[Photo-based referring expression data]
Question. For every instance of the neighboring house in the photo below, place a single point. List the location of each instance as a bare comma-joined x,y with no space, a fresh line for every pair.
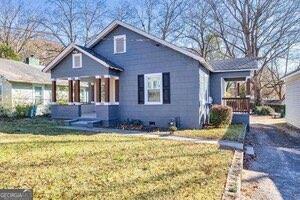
24,84
134,75
292,96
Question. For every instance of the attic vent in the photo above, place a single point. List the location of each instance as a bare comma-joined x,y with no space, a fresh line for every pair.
120,44
77,60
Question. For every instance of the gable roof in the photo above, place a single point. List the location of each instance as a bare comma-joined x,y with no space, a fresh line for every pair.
116,23
235,64
21,72
98,58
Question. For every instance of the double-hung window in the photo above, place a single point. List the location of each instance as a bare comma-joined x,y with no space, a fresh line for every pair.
153,88
119,44
77,60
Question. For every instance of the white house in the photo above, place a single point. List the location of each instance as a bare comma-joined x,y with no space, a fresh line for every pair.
292,81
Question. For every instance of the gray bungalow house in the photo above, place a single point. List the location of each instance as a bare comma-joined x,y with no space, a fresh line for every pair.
134,75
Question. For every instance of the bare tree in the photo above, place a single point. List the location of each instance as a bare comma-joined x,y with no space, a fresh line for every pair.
124,12
147,14
198,32
263,29
93,14
170,23
17,24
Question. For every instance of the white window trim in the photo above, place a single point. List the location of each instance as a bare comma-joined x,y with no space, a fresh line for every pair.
146,89
43,93
115,43
1,95
73,58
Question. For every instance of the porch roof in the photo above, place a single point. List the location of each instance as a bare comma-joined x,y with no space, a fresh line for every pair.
98,58
235,64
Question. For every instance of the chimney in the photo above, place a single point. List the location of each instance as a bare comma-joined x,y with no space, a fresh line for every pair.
31,60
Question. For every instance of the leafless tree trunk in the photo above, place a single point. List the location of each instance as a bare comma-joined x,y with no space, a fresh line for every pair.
170,23
198,32
263,29
147,14
72,21
124,12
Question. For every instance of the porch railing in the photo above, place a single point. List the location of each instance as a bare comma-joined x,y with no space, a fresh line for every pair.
237,104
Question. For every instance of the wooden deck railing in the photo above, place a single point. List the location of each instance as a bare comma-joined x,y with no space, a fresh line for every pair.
237,104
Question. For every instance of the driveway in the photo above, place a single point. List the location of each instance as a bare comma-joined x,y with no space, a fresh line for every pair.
274,172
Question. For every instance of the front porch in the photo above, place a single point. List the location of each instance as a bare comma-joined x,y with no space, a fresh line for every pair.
102,103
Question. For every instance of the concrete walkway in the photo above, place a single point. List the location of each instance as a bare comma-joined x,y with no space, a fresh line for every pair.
275,172
161,135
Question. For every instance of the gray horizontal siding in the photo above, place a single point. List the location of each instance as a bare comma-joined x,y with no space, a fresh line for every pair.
144,56
89,68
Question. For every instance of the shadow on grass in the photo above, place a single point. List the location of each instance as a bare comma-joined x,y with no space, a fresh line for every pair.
37,126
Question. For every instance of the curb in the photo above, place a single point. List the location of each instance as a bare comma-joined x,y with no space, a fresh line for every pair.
234,179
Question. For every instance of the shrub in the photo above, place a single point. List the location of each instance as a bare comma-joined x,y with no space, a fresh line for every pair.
263,110
23,110
4,112
220,115
134,124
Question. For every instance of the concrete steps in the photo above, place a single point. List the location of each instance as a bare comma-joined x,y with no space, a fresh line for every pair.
84,122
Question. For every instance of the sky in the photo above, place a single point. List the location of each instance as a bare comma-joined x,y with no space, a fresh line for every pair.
294,52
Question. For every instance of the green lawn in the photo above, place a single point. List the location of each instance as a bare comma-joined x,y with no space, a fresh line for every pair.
68,165
229,133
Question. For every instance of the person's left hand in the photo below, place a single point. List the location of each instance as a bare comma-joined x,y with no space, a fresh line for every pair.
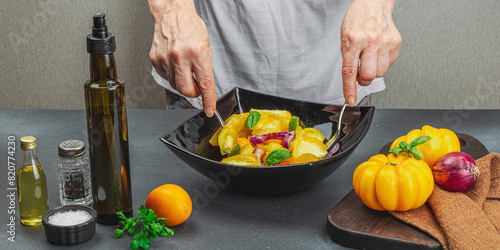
370,44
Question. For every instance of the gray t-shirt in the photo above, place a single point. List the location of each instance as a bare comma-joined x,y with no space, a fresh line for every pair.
289,48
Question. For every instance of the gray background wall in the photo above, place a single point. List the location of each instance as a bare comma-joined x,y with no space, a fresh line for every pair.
450,56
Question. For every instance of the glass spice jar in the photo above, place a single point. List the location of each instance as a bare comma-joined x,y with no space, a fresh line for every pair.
73,171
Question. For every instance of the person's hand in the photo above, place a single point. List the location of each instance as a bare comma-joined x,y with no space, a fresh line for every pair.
370,43
181,47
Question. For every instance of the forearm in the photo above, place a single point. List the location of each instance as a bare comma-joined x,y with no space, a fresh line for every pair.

▶ _ASSIGNMENT_: Your answer must be an exact repeat of all the records, minus the pictures.

▶ _OUTPUT_:
Question. For every instance of the neighboring house in the photo below, place a single point. List the location of each instance as a bare comma-joined x,y with no space, a fresh line for every pair.
24,84
134,75
292,96
Question. For every instance of the attic vent in the photo above, place a single point. List the location of each instance as a bare comma-joined x,y with no space, a fresh line for every pair.
120,44
77,60
Question. For every instance of the gable roof in the photo above, place a single point. List the location of each instance as a bare comma-joined x,y with no space, a fresh line for every pair.
116,23
235,64
21,72
98,58
Question. For every instance of the double-hung window in the photo above, place a single point. List the location of each instance as a bare comma-joined x,y with no space, a fresh line for every pair.
153,88
119,44
77,60
Question. For every instance of the white house in the photo above, place a single point. List the location of each instance as a bare comma-joined x,y with no space, a fresh line for every pair.
292,81
Question. For every instance of the gray bungalow house in the photo above, place a single point. List the location of each instance as a bare comma-joined x,y with no space, a fresh line for every pair.
134,75
Question. For every instance of the bare tree in the photo above, place a single point. List the location of each instance as a bare comma-joined x,y with no space, a fresh line for every pair.
124,12
147,14
198,32
263,29
93,14
170,23
17,24
Question. For every instance of the white window trim in the photo above, place a single point. List the location of each instance as a bare comma-joined x,y with no space, a fresh line for every pair.
146,89
43,93
115,43
1,95
73,58
Question. For every instance of the porch roof in the photo above, place a single point. List the location of each instance as a bare comma-joined x,y with no space, a fresh line for every pair.
98,58
235,64
Question. For every instance of the chimney in the photo above, place a single point. List the location of each instance as a bare comma-joined x,y with no space, a fresh line for every pair.
31,60
Question. For every instance of the leafless tree trunk in the photo above, place a single point. List the location of each instance as a bare comma-joined x,y with no space, a fresh line for every pair.
170,23
198,32
263,29
147,14
72,21
124,12
Question. For every instance of the porch railing in the photo above, place a single point. List the location of each instance as a bare comma-joined x,y with no space, a fresh line for every pair.
237,104
Question. For every instance of the wooden deck railing in the photo above, place a single point. List the location of each instance as a bare comma-joined x,y with no space, a fresh line for every pair.
237,104
Question. For every instance of the driveway in the photo above, place a single point. List the location of each instance as a bare comma-joined x,y with no space, a fresh line for every pair.
274,172
Question. For every instance of the front porch in the photo above, place a single point. List the location of each instance as a bare comma-joined x,y with no space, a fresh line for every pair.
102,103
Question. For every instance of the concrete walkway in the photo above, place a single point. List the location of each instance as a bare comma-joined x,y with no space, a fresh line for every pair.
275,172
161,135
Question. For every instance of the gray horizontal siding in the photo above, place a single point. List the location of each instance as a bare comma-joined x,y with no space, a fresh line for every pair.
144,56
89,68
Question. For every instance of the shadow on grass in the photo above, place a single point. List the location of each instance as a bare comma-joined x,y with no space, a fresh line for every pair.
37,126
Question. For every instance of the curb in the photo above, place a single point. List the location of each instance as a bare comma-joined x,y with no space, a fresh line for every pair.
234,179
Question. For every instance of the shrub in the photo above, place a single point. List the location of each instance as a bare comma-joined x,y with no space, a fresh line for every pair.
263,110
23,110
4,112
220,115
134,124
Question. For every instance of the concrete steps in the photo above, place a single point. List the location of each instance as a bare comma-joined x,y with no space, a fresh line for every pair.
84,122
Question. For every instance of the sky in the photo above, place a single point. List the location of each instance as a bare comma-joined x,y with no space, a fresh line for every pair.
294,52
Question. For every instance of the green lawn in the photo above, place a single point. List the location of each instance as a bare comma-joined x,y with no space, a fresh line for every pair.
68,165
229,133
Question. For every instance of the person's left hand in the photo below, place a single point. List the location of each instance as a bare comma-joined x,y with no space, a fresh line for every pair.
370,44
Question. For every instance of the gray t-shirt in the photo above, place a single point. List the location of each instance as a bare comma-joined x,y with no space, a fresh line for every pair.
289,48
Question. For every instance of the gray background wall in the photo above, place a single point. List the location of each instance as a bare comma-joined x,y with no space, a fresh line for every pair.
450,56
Question. For every instance of the glass spice jar in the photo above, place a single point. List the location of each instance as a bare comma-joined x,y with no space, a fresh line for every pair.
73,171
Question. For every instance of the person's hand in the photo above, place a single point. List the location of each instance as a bare comma-joined x,y with no space, a fresh line for every pair.
370,43
181,47
Question. For every instance of the forearm in the photo above, place a single point. List the location of each instance as a bare comma-joined x,y with no space, a fresh line for every pair.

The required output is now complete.